QUESTIONS ON THE MATERIAL –
[1] In the Tomjanovich passage, condense the paragraph beginning "It was the rare Tomjanovich comeback story" into a short bulleted list that keeps its main facts.
[2] Update the Tomjanovich passage from "It was the rare" to "3-1 series deficit.", changing "vicious" to "brutal".

“It was the first time I really got a chance to talk to Michael,” Tomjanovich said. “Nobody can ever know who would have won, but he said they were concerned that they couldn’t stop Hakeem. It was great to hear it from him.”
Bladder cancer brought a cruel halt to Tomjanovich’s three decades in Houston after the 2002-3 season. Yet the way he managed an array of big personalities across 12 seasons as the Rockets’ coach helped Tomjanovich emerge as the Lakers’ choice to replace Jackson — after some flirtations with Duke’s Mike Krzyzewski and an attempt to lure Miami’s Pat Riley back to Hollywood. Tomjanovich, then 56, signed a five-year, $30 million contract to coach the Lakers, who traded Shaquille O’Neal to Riley’s Heat four days later.
“I probably shouldn’t have done that,” Tomjanovich said. “First of all, I was excited that the cancer was gone. I thought, ‘I can’t pass this thing up,’ but then I just felt like I was hurting myself and I had to let it go. I love to coach good players, and Kobe was great. I thought I could do it, health-wise and body-wise, but I couldn’t. People said it was a lot of money to give up, but what good is money if you’re going to make yourself sick?”
It was the rare Tomjanovich comeback story without a happy ending. As a player, he survived a vicious on-court punch from Kermit Washington in December 1977 and recovered to reach his fifth All-Star Game in 1978-79. As a coach, Tomjanovich steered the Rockets to playoff upsets of the teams with the league’s top four records (Utah, Phoenix, San Antonio and Orlando) in the 1995 playoffs to win title No. 2, including a second-round rally against the Suns after Houston fell into a 3-1 series deficit.
“That’s how we got one of the greatest quotes ever in basketball,” Robert Horry, one of Tomjanovich’s Houston stalwarts, said on Monday. “Don’t ever underestimate the heart of a champion.”
That defiant rebuttal to Rockets skeptics, from a beaming Tomjanovich after Houston completed a 4-0 N.B.A. finals sweep of O’Neal’s Orlando Magic, became his signature line.

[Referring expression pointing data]
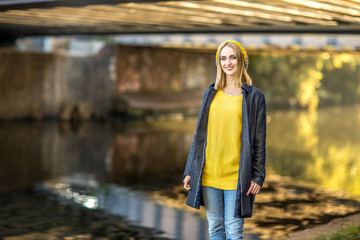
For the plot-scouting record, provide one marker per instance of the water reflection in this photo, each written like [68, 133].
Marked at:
[319, 147]
[134, 205]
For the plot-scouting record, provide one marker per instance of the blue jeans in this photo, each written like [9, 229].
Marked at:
[220, 210]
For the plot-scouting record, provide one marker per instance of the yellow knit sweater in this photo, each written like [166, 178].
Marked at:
[223, 142]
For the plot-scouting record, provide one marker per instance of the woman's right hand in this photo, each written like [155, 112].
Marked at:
[187, 182]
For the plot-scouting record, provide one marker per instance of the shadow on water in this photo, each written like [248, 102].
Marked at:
[107, 167]
[128, 169]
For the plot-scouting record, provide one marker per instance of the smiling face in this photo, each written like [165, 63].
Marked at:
[228, 60]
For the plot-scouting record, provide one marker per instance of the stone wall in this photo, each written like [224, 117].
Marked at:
[144, 69]
[37, 85]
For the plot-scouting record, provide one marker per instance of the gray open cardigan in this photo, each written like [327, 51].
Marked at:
[252, 153]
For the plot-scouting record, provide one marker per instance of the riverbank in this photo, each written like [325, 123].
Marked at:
[283, 207]
[28, 214]
[286, 208]
[331, 227]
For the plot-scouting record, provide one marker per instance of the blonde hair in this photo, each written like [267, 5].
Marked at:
[242, 76]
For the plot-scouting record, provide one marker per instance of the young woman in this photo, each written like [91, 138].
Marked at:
[226, 163]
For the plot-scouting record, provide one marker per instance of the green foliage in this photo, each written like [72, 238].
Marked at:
[351, 232]
[304, 80]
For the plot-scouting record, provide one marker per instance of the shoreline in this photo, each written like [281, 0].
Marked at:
[286, 208]
[283, 207]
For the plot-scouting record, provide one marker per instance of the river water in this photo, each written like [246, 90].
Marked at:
[113, 166]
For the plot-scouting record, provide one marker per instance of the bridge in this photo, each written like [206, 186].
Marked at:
[20, 18]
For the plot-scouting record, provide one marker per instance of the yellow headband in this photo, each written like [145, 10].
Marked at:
[246, 59]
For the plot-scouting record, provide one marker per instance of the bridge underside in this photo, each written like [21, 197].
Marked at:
[55, 17]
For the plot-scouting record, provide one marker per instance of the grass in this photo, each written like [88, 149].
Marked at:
[351, 232]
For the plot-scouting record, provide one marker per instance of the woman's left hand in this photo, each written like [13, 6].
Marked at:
[254, 188]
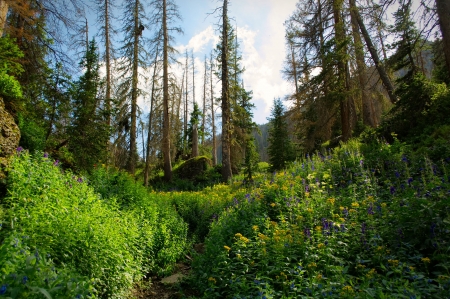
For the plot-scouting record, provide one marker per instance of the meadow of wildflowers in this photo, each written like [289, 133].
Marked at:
[337, 224]
[358, 221]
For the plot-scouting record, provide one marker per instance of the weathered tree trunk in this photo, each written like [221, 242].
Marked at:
[166, 124]
[368, 110]
[108, 64]
[226, 155]
[204, 103]
[341, 64]
[3, 13]
[373, 53]
[443, 11]
[186, 106]
[134, 83]
[195, 141]
[150, 116]
[214, 150]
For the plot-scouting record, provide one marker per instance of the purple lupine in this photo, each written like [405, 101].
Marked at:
[392, 190]
[370, 209]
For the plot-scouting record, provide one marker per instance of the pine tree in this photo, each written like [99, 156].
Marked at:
[88, 132]
[280, 148]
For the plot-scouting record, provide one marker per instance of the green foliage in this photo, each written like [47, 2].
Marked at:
[27, 274]
[280, 148]
[116, 236]
[364, 221]
[9, 86]
[419, 101]
[89, 132]
[32, 134]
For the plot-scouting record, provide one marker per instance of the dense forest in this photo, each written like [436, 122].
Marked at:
[344, 193]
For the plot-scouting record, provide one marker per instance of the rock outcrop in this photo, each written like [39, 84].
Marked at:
[9, 137]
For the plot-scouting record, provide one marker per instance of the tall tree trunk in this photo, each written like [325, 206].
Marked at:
[108, 64]
[373, 53]
[194, 140]
[186, 106]
[443, 11]
[341, 65]
[150, 116]
[133, 149]
[368, 110]
[205, 81]
[166, 124]
[226, 155]
[214, 150]
[3, 13]
[193, 77]
[294, 70]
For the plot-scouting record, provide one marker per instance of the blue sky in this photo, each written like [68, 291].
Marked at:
[261, 35]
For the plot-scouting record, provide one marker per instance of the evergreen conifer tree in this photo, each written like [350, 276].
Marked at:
[280, 148]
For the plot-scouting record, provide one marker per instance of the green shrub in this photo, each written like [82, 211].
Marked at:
[27, 274]
[64, 217]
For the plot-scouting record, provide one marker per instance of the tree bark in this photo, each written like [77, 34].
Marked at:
[368, 110]
[204, 102]
[108, 63]
[194, 140]
[134, 83]
[373, 53]
[3, 13]
[226, 155]
[166, 124]
[443, 11]
[341, 65]
[150, 119]
[214, 150]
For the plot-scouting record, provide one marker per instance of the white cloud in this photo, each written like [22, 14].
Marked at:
[198, 42]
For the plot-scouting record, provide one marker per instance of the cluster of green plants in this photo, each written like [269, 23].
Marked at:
[27, 274]
[104, 227]
[361, 221]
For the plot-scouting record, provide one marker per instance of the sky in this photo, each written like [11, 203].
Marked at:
[260, 33]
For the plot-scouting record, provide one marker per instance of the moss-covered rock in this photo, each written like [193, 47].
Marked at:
[193, 168]
[9, 138]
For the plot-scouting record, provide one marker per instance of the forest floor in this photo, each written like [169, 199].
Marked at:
[170, 287]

SOLUTIONS IN ORDER –
[1]
- This comeback, unlike his others, lacked a happy ending.
- As a player, he survived a vicious on-court punch from Kermit Washington in December 1977 and recovered to reach his fifth All-Star Game in 1978-79.
- As a coach, he led the Rockets past the teams with the league's top four records (Utah, Phoenix, San Antonio and Orlando) in the 1995 playoffs to win title No. 2.
- That run included a second-round rally against the Suns after Houston fell behind 3-1 in the series.

[2]
It was the rare Tomjanovich comeback story without a happy ending. As a player, he survived a brutal on-court punch from Kermit Washington in December 1977 and recovered to reach his fifth All-Star Game in 1978-79. As a coach, Tomjanovich steered the Rockets to playoff upsets of the teams with the league’s top four records (Utah, Phoenix, San Antonio and Orlando) in the 1995 playoffs to win title No. 2, including a second-round rally against the Suns after Houston fell into a 3-1 series deficit.